━━━ TESTO FORNITO ━━━
Non è scuola, non è lavoro

Per me la morte di Lorenzo continua a non essere definibile. Non riesco a farla passare come morte bianca, non solamente, ma sono anche consapevole che non è scuola, non è sicurezza scolastica. Non è scuola e non è lavoro. É una storia che non ha cornici precise entro cui essere raccontata, rimanda un senso di precarietà e insicurezza. In mezzo e con gli studenti, siamo confusi non sapendo a chi rivolgerci per dare voce alla morte di un ragazzo di 18 anni.

 

A Udine, la mattina del 28 gennaio, la piazza era silenziosa. Nessun simbolo e nessuna bandiera distingueva le persone presenti, così avevano chiesto nel comunicato stampa la rete di studenti e collettivi. Una piazza composta, dove la maggior parte dei presenti ascoltava in silenzio chi interveniva sul “palco”; “Lorenzo è vivo e lotta insieme a noi”, l’unico coro che ogni tanto si faceva sentire e che spezzava per un attimo quel silenzio teso. In tanti hanno parlato di scuola, del senso di insicurezza in cui si sentono continuamente immersi, con quella frase “potevo essere io” che mi ha lasciato un senso di impotenza enorme, potevamo essere noi tutti. Di lavoro se ne è parlato ma poco, uno sguardo preoccupato al futuro dove tutto sembra ancora più precario.

 

E poi a Torino, venerdì mattina, un corteo spezzettato. La piazza davanti alla stazione di Porta Susa in pochissimo tempo si è riempita di studenti, ma più di un ora prima di partire in corteo. Gli interventi provocavano consenso da parte di alcuni e disaccordo in altri punti. Studenti arrabbiati, spezzettati in gruppi con i propri slogan e striscioni. Qualche adulto, per lo più sindacalisti, ognuno con la propria bandiera; e poi noi, una manciata di persone del  nostro movimento, a camminare ai margini del corteo. Ricordo che dietro a Ramona per un po’ ha camminato, con la sua bici, una ragazza con il cubo arancione di Just Eat, parlava della situazione dei rider con chi aveva intorno. Quello è lavoro?
━━━ RIGHE ━━━
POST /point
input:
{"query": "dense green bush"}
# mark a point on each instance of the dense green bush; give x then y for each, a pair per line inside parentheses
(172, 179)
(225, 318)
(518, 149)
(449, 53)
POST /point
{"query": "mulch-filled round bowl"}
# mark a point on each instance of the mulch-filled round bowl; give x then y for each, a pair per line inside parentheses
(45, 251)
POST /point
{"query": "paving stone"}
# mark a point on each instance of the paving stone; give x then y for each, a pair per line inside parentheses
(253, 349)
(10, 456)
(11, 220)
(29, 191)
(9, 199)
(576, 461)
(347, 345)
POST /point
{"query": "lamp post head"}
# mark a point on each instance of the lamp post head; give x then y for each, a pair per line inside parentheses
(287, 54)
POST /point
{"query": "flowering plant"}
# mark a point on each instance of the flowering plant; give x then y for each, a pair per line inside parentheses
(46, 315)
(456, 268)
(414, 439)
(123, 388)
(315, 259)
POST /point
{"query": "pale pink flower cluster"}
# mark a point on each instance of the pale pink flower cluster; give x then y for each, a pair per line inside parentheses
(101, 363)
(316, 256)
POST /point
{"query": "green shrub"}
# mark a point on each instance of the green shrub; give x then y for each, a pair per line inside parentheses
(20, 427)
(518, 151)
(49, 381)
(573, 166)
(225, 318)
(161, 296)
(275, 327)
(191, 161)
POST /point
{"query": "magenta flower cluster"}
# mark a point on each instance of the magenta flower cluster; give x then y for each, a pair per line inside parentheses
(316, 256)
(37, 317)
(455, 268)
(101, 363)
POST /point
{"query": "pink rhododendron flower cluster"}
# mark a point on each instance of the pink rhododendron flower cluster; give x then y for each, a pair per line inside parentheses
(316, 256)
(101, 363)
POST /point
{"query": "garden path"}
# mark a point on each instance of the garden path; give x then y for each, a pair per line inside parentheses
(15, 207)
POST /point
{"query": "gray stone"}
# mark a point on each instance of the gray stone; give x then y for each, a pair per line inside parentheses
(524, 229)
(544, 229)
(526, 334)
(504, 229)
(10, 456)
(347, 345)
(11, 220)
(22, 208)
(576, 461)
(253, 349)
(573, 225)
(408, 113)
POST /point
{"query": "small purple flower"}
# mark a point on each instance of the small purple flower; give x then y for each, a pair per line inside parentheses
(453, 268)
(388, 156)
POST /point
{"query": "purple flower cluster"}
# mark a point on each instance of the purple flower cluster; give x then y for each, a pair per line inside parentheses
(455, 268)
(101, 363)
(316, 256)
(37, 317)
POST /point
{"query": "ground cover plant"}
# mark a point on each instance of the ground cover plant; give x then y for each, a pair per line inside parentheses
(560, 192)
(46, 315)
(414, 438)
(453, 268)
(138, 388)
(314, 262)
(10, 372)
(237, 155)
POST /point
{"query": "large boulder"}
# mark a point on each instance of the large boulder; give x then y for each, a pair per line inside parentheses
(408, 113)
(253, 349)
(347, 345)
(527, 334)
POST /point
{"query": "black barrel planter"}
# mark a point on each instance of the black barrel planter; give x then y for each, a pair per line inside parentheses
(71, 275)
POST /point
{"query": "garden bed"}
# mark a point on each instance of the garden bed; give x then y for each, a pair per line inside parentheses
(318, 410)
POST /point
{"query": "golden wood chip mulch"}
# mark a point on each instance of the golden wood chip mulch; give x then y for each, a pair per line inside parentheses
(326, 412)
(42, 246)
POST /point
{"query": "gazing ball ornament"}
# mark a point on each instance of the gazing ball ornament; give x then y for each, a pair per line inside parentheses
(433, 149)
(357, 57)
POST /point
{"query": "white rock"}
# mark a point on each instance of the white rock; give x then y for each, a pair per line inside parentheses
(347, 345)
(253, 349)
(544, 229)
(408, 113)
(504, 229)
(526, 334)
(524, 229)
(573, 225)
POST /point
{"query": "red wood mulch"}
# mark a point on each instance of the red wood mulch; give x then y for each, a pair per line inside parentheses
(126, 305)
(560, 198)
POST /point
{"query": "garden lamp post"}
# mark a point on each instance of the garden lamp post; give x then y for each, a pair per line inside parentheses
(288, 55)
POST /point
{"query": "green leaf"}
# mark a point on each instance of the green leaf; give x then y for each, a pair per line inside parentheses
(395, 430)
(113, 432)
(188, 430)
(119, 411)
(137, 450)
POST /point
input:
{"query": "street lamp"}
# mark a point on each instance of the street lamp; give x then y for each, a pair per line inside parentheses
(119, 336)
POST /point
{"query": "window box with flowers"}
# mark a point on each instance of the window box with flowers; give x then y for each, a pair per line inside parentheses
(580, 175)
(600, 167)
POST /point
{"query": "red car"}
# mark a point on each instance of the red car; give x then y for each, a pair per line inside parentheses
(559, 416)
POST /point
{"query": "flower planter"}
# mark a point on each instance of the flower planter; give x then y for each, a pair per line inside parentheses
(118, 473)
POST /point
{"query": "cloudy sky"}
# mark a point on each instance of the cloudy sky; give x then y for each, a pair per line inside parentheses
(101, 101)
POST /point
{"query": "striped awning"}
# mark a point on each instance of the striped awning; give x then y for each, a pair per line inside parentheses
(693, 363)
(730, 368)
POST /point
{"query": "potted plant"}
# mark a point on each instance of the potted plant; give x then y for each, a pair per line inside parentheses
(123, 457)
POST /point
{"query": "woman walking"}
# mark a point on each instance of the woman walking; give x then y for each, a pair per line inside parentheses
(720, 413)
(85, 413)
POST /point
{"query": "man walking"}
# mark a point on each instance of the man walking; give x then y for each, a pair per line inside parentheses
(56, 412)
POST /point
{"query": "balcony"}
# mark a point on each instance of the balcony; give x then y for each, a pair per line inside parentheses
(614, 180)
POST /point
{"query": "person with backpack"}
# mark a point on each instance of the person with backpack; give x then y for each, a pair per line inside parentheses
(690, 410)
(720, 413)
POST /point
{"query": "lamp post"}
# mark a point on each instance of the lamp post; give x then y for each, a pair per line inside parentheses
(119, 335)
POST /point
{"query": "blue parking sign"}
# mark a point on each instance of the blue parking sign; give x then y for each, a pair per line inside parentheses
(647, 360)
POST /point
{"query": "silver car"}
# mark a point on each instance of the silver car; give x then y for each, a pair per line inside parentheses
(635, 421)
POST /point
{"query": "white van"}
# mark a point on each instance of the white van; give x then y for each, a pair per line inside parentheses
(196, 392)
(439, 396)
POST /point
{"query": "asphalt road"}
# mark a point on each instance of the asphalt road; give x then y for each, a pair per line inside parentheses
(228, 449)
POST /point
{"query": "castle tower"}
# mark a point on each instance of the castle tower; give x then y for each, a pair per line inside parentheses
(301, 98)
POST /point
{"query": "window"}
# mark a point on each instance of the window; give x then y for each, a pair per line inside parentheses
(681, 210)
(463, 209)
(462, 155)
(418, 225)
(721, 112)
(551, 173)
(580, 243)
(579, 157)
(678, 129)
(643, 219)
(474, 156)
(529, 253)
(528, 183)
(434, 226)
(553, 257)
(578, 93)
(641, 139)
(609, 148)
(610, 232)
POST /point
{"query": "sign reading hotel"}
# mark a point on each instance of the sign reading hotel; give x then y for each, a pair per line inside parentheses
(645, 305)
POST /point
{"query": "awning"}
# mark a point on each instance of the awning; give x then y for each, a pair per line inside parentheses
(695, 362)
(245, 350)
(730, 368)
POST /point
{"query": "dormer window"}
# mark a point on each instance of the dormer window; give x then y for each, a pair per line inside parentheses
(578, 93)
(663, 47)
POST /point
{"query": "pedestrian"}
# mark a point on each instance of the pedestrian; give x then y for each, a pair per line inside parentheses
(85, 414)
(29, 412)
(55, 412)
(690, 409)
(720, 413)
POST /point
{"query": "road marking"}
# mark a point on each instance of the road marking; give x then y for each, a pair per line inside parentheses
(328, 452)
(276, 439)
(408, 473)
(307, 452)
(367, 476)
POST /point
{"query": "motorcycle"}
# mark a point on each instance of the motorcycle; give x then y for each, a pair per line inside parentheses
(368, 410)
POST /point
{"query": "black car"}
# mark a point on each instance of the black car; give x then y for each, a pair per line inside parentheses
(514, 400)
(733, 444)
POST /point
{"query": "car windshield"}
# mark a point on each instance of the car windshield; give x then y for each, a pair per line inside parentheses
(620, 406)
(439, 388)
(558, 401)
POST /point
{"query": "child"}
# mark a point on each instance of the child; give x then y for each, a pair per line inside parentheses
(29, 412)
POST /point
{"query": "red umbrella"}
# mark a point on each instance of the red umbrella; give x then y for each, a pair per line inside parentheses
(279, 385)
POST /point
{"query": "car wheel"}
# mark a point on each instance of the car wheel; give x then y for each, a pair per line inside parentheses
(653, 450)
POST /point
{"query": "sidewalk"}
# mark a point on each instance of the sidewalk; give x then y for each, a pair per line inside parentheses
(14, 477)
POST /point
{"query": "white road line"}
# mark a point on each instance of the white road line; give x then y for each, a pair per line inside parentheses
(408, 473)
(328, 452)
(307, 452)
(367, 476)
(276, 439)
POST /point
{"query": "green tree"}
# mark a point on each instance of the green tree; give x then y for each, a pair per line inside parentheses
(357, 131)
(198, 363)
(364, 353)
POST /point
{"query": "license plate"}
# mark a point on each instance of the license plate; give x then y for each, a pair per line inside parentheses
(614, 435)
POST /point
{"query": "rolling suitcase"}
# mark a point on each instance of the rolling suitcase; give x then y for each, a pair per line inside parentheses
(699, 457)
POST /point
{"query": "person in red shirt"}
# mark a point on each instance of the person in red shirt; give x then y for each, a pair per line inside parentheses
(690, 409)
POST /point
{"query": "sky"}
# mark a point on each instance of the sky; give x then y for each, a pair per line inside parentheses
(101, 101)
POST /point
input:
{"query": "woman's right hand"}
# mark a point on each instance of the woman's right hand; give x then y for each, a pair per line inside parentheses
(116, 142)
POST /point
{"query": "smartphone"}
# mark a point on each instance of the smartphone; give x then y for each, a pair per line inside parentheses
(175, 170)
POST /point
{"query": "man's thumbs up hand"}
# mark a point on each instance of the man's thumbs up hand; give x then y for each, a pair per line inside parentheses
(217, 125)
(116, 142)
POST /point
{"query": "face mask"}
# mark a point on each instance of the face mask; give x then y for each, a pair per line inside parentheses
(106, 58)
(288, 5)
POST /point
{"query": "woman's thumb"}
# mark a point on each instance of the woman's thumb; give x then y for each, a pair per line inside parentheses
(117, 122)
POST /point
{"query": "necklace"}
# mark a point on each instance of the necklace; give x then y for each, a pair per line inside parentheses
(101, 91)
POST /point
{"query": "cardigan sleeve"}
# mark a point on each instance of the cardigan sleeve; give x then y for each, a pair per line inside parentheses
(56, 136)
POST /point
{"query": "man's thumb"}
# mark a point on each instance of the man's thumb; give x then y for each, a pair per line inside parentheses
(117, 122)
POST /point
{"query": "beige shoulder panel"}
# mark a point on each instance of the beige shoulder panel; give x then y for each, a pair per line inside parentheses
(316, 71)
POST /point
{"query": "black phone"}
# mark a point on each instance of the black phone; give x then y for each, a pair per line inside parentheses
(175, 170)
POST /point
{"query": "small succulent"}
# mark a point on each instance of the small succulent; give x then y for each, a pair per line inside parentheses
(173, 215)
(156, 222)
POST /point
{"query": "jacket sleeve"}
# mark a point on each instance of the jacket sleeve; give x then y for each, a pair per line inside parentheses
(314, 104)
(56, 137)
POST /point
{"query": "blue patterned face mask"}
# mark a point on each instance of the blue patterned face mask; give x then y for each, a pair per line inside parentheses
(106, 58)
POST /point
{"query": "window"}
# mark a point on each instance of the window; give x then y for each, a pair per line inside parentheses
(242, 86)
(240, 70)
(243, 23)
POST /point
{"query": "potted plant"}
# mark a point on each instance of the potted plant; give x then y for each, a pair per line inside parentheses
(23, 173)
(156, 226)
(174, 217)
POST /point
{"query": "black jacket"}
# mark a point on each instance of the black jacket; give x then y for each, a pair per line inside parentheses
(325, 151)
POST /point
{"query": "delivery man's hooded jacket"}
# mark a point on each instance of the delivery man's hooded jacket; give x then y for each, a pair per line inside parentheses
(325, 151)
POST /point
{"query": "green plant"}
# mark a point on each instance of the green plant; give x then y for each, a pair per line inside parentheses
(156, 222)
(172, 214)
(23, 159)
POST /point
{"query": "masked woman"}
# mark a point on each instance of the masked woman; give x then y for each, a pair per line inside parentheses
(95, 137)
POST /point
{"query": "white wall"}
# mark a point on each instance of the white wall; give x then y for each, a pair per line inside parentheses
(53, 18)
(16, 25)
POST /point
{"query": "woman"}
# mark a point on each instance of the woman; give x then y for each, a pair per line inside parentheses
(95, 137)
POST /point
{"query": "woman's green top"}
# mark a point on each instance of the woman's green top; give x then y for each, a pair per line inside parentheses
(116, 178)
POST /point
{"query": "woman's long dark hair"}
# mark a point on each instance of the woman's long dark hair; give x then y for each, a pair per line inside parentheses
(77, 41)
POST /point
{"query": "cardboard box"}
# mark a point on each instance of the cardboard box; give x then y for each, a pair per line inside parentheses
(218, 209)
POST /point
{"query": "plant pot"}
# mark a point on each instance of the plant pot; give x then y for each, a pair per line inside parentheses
━━━
> [COSA FARE]:
1. Secondo il testo, quale coro si faceva sentire ogni tanto nella piazza di Udine?
2. Individua tutte le righe che contengono la stringa "sleeve" e copiale. Maiuscole e minuscole contano.

> [RISPOSTE SCRITTE]:
1. «Lorenzo è vivo e lotta insieme a noi».

2.
{"query": "cardigan sleeve"}
# mark a point on each instance of the cardigan sleeve; give x then y for each, a pair per line inside parentheses
{"query": "jacket sleeve"}
# mark a point on each instance of the jacket sleeve; give x then y for each, a pair per line inside parentheses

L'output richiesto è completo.